:: DATA UNDER STUDY ::

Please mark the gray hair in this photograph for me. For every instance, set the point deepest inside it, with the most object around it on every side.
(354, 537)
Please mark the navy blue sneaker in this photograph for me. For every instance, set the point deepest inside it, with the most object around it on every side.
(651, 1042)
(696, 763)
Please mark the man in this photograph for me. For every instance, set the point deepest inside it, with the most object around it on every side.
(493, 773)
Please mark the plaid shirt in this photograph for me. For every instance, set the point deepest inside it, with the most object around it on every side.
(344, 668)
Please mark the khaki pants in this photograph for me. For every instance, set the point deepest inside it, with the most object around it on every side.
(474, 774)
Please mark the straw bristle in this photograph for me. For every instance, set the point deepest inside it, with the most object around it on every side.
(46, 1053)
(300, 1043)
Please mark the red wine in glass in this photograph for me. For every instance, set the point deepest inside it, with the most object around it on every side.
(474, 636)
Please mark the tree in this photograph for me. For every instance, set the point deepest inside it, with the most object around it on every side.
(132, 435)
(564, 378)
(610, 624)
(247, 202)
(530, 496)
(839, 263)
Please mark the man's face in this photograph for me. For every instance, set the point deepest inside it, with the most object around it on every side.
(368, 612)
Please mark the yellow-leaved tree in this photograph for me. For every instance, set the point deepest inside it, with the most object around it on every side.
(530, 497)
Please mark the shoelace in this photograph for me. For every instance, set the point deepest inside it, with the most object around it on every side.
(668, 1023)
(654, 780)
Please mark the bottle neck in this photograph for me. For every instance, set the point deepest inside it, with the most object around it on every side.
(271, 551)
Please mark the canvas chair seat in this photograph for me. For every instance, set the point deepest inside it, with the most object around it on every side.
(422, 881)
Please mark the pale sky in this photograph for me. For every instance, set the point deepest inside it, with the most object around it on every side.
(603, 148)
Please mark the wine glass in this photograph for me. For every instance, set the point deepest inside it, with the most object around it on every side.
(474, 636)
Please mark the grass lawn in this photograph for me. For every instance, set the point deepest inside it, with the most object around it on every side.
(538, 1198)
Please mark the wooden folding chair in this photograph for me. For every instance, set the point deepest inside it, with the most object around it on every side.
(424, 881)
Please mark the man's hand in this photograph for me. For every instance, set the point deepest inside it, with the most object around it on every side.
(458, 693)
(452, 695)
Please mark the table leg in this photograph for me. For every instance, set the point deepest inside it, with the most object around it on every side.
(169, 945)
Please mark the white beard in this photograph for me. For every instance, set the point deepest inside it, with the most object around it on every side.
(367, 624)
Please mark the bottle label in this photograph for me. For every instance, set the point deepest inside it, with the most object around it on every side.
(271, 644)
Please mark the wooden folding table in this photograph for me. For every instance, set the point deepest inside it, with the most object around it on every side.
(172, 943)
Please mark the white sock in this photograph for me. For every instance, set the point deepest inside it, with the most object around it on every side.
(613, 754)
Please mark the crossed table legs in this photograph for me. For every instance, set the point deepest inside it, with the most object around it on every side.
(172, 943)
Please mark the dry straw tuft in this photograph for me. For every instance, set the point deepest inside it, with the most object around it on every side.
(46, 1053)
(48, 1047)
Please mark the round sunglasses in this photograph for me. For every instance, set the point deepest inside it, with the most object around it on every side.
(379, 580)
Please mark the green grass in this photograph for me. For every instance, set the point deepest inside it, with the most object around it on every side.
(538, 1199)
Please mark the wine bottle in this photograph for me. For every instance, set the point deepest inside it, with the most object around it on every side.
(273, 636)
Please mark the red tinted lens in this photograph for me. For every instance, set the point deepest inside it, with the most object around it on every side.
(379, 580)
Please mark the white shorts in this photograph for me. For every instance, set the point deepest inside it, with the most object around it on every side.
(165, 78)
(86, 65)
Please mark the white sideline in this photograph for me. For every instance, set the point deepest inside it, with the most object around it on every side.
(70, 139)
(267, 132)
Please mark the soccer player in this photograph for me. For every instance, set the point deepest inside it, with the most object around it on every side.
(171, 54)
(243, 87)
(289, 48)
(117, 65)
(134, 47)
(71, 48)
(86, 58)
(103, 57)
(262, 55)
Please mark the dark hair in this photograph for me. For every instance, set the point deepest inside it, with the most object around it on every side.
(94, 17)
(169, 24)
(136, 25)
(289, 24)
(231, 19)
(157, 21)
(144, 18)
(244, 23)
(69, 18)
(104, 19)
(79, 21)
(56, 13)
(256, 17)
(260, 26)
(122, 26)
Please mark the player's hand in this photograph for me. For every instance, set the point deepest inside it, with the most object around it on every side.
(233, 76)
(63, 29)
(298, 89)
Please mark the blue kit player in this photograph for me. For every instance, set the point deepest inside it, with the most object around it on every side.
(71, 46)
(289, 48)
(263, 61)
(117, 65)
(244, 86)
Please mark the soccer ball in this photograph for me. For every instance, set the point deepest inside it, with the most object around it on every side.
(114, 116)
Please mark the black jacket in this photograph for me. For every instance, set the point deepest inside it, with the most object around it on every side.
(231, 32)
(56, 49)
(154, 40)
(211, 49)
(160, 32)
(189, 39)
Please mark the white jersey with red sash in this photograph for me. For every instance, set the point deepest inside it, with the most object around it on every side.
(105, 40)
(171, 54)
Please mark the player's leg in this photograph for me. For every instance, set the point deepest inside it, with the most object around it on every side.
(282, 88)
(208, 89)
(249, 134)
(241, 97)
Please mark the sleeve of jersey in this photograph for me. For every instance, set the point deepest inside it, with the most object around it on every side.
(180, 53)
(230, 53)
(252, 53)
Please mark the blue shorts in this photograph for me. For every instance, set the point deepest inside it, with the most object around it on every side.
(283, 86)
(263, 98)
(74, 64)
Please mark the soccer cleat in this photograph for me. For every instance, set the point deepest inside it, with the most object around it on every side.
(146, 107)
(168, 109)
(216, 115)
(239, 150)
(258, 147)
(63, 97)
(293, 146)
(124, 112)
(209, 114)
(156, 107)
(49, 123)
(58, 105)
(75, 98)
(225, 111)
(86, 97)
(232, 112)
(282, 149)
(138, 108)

:::

> [TASK PROMPT]
Reply by returning the full set of records above exactly.

> [EXERCISE RESPONSE]
Please mark the gray hair in this photograph for me. For every instance, set the point deepest inside it, with the most object around it on every side.
(354, 537)
Please mark the navy blue sneaker in this photograph for me. For every instance, set the point deepest inside it, with the most object around it on every side.
(651, 1042)
(696, 763)
Please mark the man in this photograph for me. For every instance, set the point deepest inside it, with the most object around it on every side.
(493, 773)
Please mark the plaid shirt in this photograph for me. For every instance, set the point deepest inside it, with the most object around it on every side.
(344, 668)
Please mark the khaki pants in this photograph for me. For every instance, set the point deepest inside it, with the most object around it on every side.
(474, 774)
Please mark the straw bristle in this photograph for me. For every instance, set the point deepest inside it, with the most object around it on every side.
(46, 1053)
(300, 1043)
Please mark the red wine in glass in this photograph for me. For every instance, set the point deepest inside it, with the most object around it on every side.
(474, 636)
Please mark the tree in this photograph for me. For every instance, set the point deepest inside it, with the most object around it on every side.
(132, 435)
(564, 378)
(610, 624)
(247, 202)
(530, 496)
(839, 263)
Please mark the man's face in this photograph for me. For every instance, set the point deepest inside it, with the most object around it on every side.
(368, 612)
Please mark the yellow-leaved tree in this photograph for me. For every instance, set the point deepest inside it, with the most object around it on every side.
(530, 497)
Please mark the shoelace in this photograph for me. For every instance, set the point deepest inside it, with the most object around it on every side.
(668, 1023)
(654, 780)
Please mark the bottle neck in this photograph for me. For every instance, set the point deepest inside it, with the most object around it on every side.
(271, 551)
Please mark the canvas chair seat in this photograph for me. For every instance, set the point deepest inside it, with the most object around it on every side.
(422, 881)
Please mark the pale sky in this photograph for me. For every instance, set the point deepest inside it, with the most object around it on every side.
(603, 148)
Please mark the wine glass in this photograph for me. For every instance, set the point deepest inside it, with the most object around it on every side.
(474, 636)
Please mark the grass lawn in this photograph for me. For every instance, set the point deepest inside it, with the most object around it on every side.
(538, 1198)
Please mark the wooden folding chair in this photograph for me. For every instance, set the point deepest inside it, with the most object around it on every side.
(424, 881)
Please mark the man's hand in this photograph for me. For every instance, set the point deepest inside it, with the most object around it on every side.
(458, 693)
(452, 695)
Please mark the table leg in this photograph for me. For every instance, set the point deepest inside it, with the most object around it on every side.
(169, 945)
Please mark the white beard in this photograph for me. For every instance, set the point deepest inside it, with the most object around it on every side.
(367, 624)
Please mark the bottle label in this photograph for me. For every instance, set the point deepest inside it, with the most object around it on every side.
(271, 644)
Please mark the wooden folding table in this photograph for me. For every instance, set the point deepest inside it, with the most object around it on every side.
(172, 943)
Please mark the white sock in this photograph for me. For every instance, set the point deepest inside it, with the most object around it on every side.
(613, 754)
Please mark the crossed table legs in this photograph for me. For every instance, set the point deepest inside it, with the most object around it on every side.
(172, 943)
Please mark the dry straw tuft in this photograph for me. For every instance, set the point deepest inside it, with the most object around it on every side.
(46, 1053)
(48, 1047)
Please mark the round sunglasses in this photograph for me. For every instance, set the point deepest inside it, with the most object around it on every side.
(379, 580)
Please mark the green grass in this photograph for me. For every instance, set the point deepest inside it, with the most object around it on every side.
(538, 1199)
Please mark the wine bottle in this photograph for me. For every instance, set the point deepest inside it, with the most object around it on every side.
(273, 636)
Please mark the red tinted lens in this photograph for me. For every instance, set the point deepest inside it, with the most object around it on every side.
(379, 580)
Please mark the white shorts in this photograph for me. For every instance, set the point deepest inside it, with the most object around it on every side.
(165, 78)
(86, 65)
Please mark the white sideline in this photograph for me. For every instance, set the point deepest inside it, with the most object around it on every side.
(70, 139)
(267, 132)
Please mark the soccer player in this photograph for me. For every instance, set the point deepest inside it, with the most object around it on every side.
(171, 54)
(243, 87)
(289, 48)
(117, 65)
(134, 47)
(71, 48)
(86, 58)
(103, 57)
(262, 55)
Please mark the dark hair in this photograph for me. For every instance, set the point deepest inside it, with the most object around it on every side.
(94, 17)
(169, 24)
(136, 25)
(289, 24)
(231, 19)
(157, 21)
(144, 18)
(244, 23)
(69, 18)
(104, 19)
(79, 21)
(56, 13)
(256, 17)
(260, 26)
(122, 26)
Please mark the player's hand in this photograph for me. For every instance, set the point deepest inside it, with the most object around it on every side.
(233, 76)
(63, 29)
(298, 89)
Please mark the blue kit player in this photograph for me. For every instance, set the point deepest inside it, with the most object around it on every side.
(71, 46)
(289, 48)
(263, 61)
(117, 65)
(244, 86)
Please mark the soccer ball in this photograph for me. For every instance, set the point deepest inside it, with the most object around it on every side.
(114, 116)
Please mark the black jacket in this photograph for me. For every instance, set the point deepest inside it, with the most object around it on every side.
(231, 32)
(56, 49)
(154, 40)
(211, 49)
(160, 32)
(189, 39)
Please mark the white jersey with red sash in this photograph for me. For every instance, set the point deepest inside it, with the most object around it on every side.
(105, 40)
(171, 54)
Please mark the player's leg in this photograph for me. For every instance, set the point deepest inside it, with the most object around it on every side.
(282, 88)
(208, 89)
(249, 134)
(241, 97)
Please mark the sleeve of jersey in this photograph for me. For every instance, set the point deepest inside it, with the most object around it on every side.
(180, 53)
(230, 53)
(252, 53)
Please mark the blue shorts in this photograph for me. For every instance, set the point deepest inside it, with the most object around it on every side.
(283, 86)
(263, 98)
(74, 64)
Please mark the soccer cleat in this photograph for me. For every instance, set the point deepest inside it, with the most object around it on every side.
(146, 107)
(168, 109)
(216, 115)
(239, 150)
(258, 147)
(63, 97)
(293, 146)
(124, 112)
(209, 114)
(156, 107)
(49, 123)
(58, 105)
(75, 98)
(225, 111)
(86, 97)
(232, 112)
(282, 149)
(138, 108)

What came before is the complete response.